» Dataset records
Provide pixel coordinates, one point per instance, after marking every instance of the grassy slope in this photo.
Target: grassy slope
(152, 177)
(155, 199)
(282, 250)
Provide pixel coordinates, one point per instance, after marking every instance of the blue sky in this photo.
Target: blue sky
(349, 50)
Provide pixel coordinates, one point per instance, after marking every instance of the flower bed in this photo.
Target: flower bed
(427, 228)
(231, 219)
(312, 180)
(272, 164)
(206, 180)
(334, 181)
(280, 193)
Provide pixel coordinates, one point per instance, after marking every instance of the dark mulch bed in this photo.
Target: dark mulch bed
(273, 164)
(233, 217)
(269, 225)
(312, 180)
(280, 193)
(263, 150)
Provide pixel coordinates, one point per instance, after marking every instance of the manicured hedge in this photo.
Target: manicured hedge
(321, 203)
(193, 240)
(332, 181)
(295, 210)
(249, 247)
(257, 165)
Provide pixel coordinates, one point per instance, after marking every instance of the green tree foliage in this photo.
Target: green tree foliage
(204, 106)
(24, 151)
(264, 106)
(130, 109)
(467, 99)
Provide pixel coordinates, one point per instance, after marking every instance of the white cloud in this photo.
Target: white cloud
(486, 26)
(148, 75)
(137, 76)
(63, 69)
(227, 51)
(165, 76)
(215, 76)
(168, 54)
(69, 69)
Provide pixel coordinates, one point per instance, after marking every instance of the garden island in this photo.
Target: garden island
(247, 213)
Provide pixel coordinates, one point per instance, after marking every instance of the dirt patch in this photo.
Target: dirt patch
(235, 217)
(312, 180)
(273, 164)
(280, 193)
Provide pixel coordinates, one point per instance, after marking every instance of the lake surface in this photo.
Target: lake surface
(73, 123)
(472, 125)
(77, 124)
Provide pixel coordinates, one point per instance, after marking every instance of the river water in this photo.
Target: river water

» How to complete this task
A single figure is required: the number of lines in the entries that hold the string "pixel".

» Solution for this problem
11